Rewrite the lines below with "hole rule" changed to "fill rule" everywhere and everything else left as it is. Leave the pictures out.
· · ·
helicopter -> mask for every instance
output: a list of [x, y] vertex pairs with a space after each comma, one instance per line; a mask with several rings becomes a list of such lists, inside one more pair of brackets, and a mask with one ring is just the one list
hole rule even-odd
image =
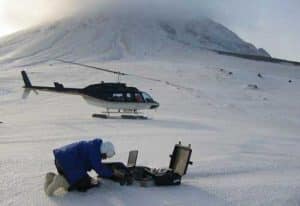
[[[105, 72], [111, 72], [117, 74], [118, 79], [120, 75], [129, 75], [118, 71], [102, 69], [100, 67], [94, 67], [76, 62], [69, 62], [64, 60], [58, 61], [98, 69]], [[121, 118], [125, 119], [147, 119], [147, 117], [139, 115], [139, 111], [148, 109], [153, 110], [157, 109], [160, 106], [160, 104], [155, 101], [148, 93], [140, 91], [136, 87], [129, 87], [125, 83], [102, 81], [99, 84], [91, 84], [84, 88], [67, 88], [64, 87], [63, 84], [58, 82], [54, 82], [54, 87], [35, 86], [31, 84], [26, 71], [21, 71], [21, 74], [25, 84], [24, 88], [26, 90], [42, 90], [80, 95], [84, 98], [84, 100], [86, 100], [88, 104], [106, 108], [106, 112], [92, 115], [93, 117], [97, 118], [109, 118], [110, 114], [118, 113], [121, 114]]]

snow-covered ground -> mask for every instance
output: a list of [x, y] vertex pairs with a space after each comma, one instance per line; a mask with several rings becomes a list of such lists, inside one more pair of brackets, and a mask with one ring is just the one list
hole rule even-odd
[[[29, 34], [21, 36], [36, 40]], [[172, 44], [177, 50], [161, 56], [102, 56], [102, 61], [96, 54], [83, 50], [83, 55], [78, 50], [73, 60], [171, 83], [123, 78], [128, 85], [150, 93], [160, 108], [147, 111], [150, 119], [145, 121], [93, 119], [91, 114], [102, 109], [79, 96], [32, 92], [22, 99], [20, 71], [26, 69], [33, 84], [59, 81], [70, 87], [113, 81], [114, 76], [54, 61], [38, 64], [47, 54], [59, 54], [52, 50], [54, 43], [47, 48], [34, 45], [41, 51], [23, 57], [29, 50], [7, 45], [0, 48], [1, 55], [6, 51], [11, 55], [2, 56], [0, 64], [0, 205], [300, 204], [299, 67], [186, 46], [178, 49], [177, 43]], [[124, 51], [119, 46], [117, 51]], [[13, 50], [21, 56], [13, 59]], [[47, 197], [42, 188], [45, 174], [55, 171], [52, 149], [95, 137], [115, 143], [114, 160], [125, 162], [128, 151], [138, 149], [138, 164], [153, 167], [168, 166], [173, 145], [181, 140], [192, 144], [194, 165], [178, 187], [121, 187], [103, 181], [87, 193]]]

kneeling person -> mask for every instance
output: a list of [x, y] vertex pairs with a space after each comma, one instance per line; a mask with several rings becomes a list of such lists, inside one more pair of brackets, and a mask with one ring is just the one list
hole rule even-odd
[[92, 169], [105, 178], [113, 176], [111, 168], [102, 164], [102, 159], [115, 155], [115, 149], [111, 142], [103, 142], [101, 139], [80, 141], [53, 150], [55, 166], [60, 175], [69, 183], [69, 191], [86, 190], [99, 185], [88, 175]]

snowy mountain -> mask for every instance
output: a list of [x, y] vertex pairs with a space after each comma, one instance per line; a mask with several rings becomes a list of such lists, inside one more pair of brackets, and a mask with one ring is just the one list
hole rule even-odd
[[0, 41], [0, 62], [26, 65], [57, 57], [142, 58], [194, 48], [269, 56], [208, 18], [174, 20], [114, 13], [67, 18], [6, 37]]
[[[168, 20], [99, 15], [61, 20], [1, 39], [0, 205], [299, 206], [300, 70], [208, 49], [267, 55], [209, 19]], [[148, 120], [95, 119], [104, 109], [76, 95], [31, 92], [33, 84], [82, 88], [115, 76], [54, 58], [136, 76], [121, 81], [160, 103]], [[193, 152], [176, 187], [123, 186], [102, 180], [87, 193], [47, 197], [45, 174], [56, 172], [54, 148], [101, 137], [115, 144], [111, 161], [167, 167], [178, 141]], [[95, 173], [90, 173], [95, 176]]]

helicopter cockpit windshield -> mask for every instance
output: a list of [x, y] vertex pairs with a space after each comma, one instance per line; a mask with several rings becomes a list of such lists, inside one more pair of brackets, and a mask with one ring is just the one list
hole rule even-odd
[[146, 92], [142, 92], [142, 95], [143, 95], [143, 98], [144, 98], [145, 102], [150, 102], [150, 103], [154, 102], [152, 97], [149, 94], [147, 94]]

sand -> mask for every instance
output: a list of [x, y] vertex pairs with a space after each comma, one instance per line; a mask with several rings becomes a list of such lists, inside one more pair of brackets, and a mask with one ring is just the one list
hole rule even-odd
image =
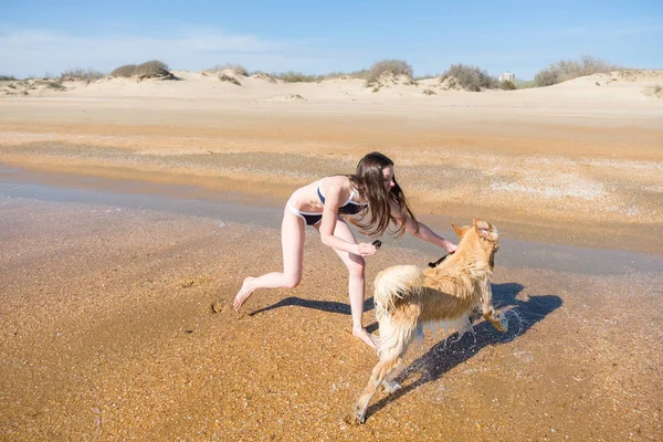
[[[643, 92], [660, 72], [482, 93], [176, 75], [0, 98], [0, 439], [660, 436], [663, 102]], [[278, 267], [296, 186], [370, 150], [436, 230], [498, 225], [512, 328], [427, 337], [357, 425], [376, 356], [314, 231], [297, 288], [210, 306]], [[387, 241], [367, 281], [436, 257]]]

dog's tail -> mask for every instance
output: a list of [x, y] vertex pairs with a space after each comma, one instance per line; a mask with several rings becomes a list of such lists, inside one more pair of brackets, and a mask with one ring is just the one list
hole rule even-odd
[[399, 301], [421, 294], [423, 272], [415, 265], [394, 265], [378, 273], [373, 283], [373, 301], [378, 316], [392, 313]]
· · ·
Expected output ::
helicopter -> mask for every instance
output: a list of [x, y] vertex pairs with a space after each comma, one instance per line; a mask with several rings becomes a list of such lists, inside one more pair of brackets, and a mask with one ring is just the one list
fill rule even-odd
image =
[[[105, 72], [111, 72], [117, 74], [118, 79], [120, 75], [129, 75], [118, 71], [102, 69], [100, 67], [94, 67], [76, 62], [69, 62], [64, 60], [58, 61], [98, 69]], [[121, 118], [125, 119], [147, 119], [147, 117], [139, 115], [139, 111], [148, 109], [153, 110], [157, 109], [160, 106], [160, 104], [155, 101], [148, 93], [140, 91], [136, 87], [129, 87], [125, 83], [102, 81], [99, 84], [91, 84], [84, 88], [67, 88], [64, 87], [63, 84], [58, 82], [54, 82], [54, 87], [35, 86], [31, 84], [26, 71], [21, 71], [21, 74], [25, 84], [24, 88], [26, 90], [42, 90], [80, 95], [84, 98], [84, 100], [86, 100], [88, 104], [106, 108], [106, 112], [92, 115], [93, 117], [97, 118], [109, 118], [110, 114], [118, 113], [121, 114]]]

snow-covered ground -> mask for every instance
output: a list of [x, y] vertex pairs with a space after each comma, one instance per line; a mask with several rings becomes a list of such lists, inside one more pair of brackets, and a mask with one ring is just the one list
fill rule even-odd
[[[29, 34], [21, 36], [36, 40]], [[172, 44], [177, 50], [161, 56], [102, 56], [102, 61], [96, 54], [83, 50], [83, 55], [78, 50], [73, 60], [171, 83], [123, 78], [128, 85], [150, 93], [160, 108], [147, 111], [150, 119], [145, 121], [93, 119], [91, 114], [102, 109], [79, 96], [32, 92], [22, 99], [20, 71], [26, 69], [33, 84], [59, 81], [70, 87], [113, 81], [114, 76], [54, 61], [38, 64], [47, 54], [59, 54], [52, 50], [54, 43], [47, 48], [34, 45], [41, 51], [23, 57], [29, 50], [7, 45], [0, 48], [1, 55], [6, 51], [11, 55], [2, 56], [0, 64], [0, 205], [300, 204], [299, 67], [186, 46], [178, 49], [177, 43]], [[124, 51], [119, 46], [117, 51]], [[13, 50], [21, 56], [13, 59]], [[47, 197], [42, 188], [45, 174], [55, 171], [52, 149], [95, 137], [115, 143], [114, 160], [125, 162], [128, 151], [138, 149], [138, 164], [153, 167], [168, 166], [173, 145], [181, 140], [192, 144], [194, 165], [178, 187], [121, 187], [103, 181], [87, 193]]]

kneeling person -> mask for every instance
output: a list of [x, y] vertex pairs with a space after each comma, one instance per line; a mask with several rings becomes a list of such lists, inside one more pair of brackets, and a mask with one ring is just the one list
fill rule even-odd
[[92, 169], [105, 178], [113, 176], [111, 168], [102, 164], [102, 159], [115, 155], [115, 149], [111, 142], [103, 142], [101, 139], [80, 141], [53, 150], [55, 166], [60, 175], [69, 183], [69, 191], [86, 190], [99, 185], [88, 175]]

snowy mountain -> mask for every instance
output: a list of [x, y] vertex pairs with a space after each comma, one instance per line; a mask with several rings becomes a list of such lists, inside one more pair of brackets, and a mask with one ring is just the one list
fill rule even-odd
[[0, 41], [0, 62], [26, 65], [57, 57], [142, 58], [194, 48], [269, 56], [208, 18], [174, 20], [114, 13], [67, 18], [6, 37]]
[[[168, 20], [99, 15], [61, 20], [1, 39], [0, 205], [299, 206], [300, 70], [208, 49], [267, 55], [209, 19]], [[148, 120], [95, 119], [104, 109], [76, 95], [31, 92], [33, 84], [82, 88], [115, 76], [54, 58], [136, 76], [121, 81], [160, 103]], [[193, 152], [176, 187], [123, 186], [102, 180], [87, 193], [47, 197], [45, 174], [56, 172], [54, 148], [101, 137], [115, 144], [111, 161], [167, 167], [178, 141]], [[95, 173], [90, 173], [95, 176]]]

helicopter cockpit windshield -> mask for every instance
output: a list of [x, y] vertex pairs with a space after each comma, one instance per line; a mask with several rings becomes a list of such lists, inside one more pair of brackets, and a mask with one ring is just the one list
fill rule even-odd
[[146, 92], [142, 92], [142, 95], [143, 95], [143, 98], [144, 98], [145, 102], [150, 102], [150, 103], [154, 102], [152, 97], [149, 94], [147, 94]]

sand -> mask for every instance
output: a list of [x, y] vertex pairs with a space after each comma, one instance per line; a mask with several rings becomes a list of such lists, inside one more pair of brackets, and a mask with one ring is just the one list
fill rule even-odd
image =
[[[643, 92], [660, 72], [482, 93], [176, 75], [0, 98], [0, 439], [660, 436], [663, 102]], [[278, 267], [296, 186], [370, 150], [436, 230], [498, 225], [512, 328], [427, 337], [357, 425], [376, 356], [314, 231], [297, 288], [210, 306]], [[387, 241], [367, 281], [436, 257]]]

dog's tail -> mask for every instance
output: a list of [x, y] vertex pairs with a space after each comma, one instance per line; a mask with several rings becomes a list of such lists, inside one more pair of brackets, and a mask with one ring is just the one list
fill rule even-odd
[[399, 301], [421, 294], [423, 272], [415, 265], [394, 265], [378, 273], [373, 283], [373, 301], [378, 316], [392, 313]]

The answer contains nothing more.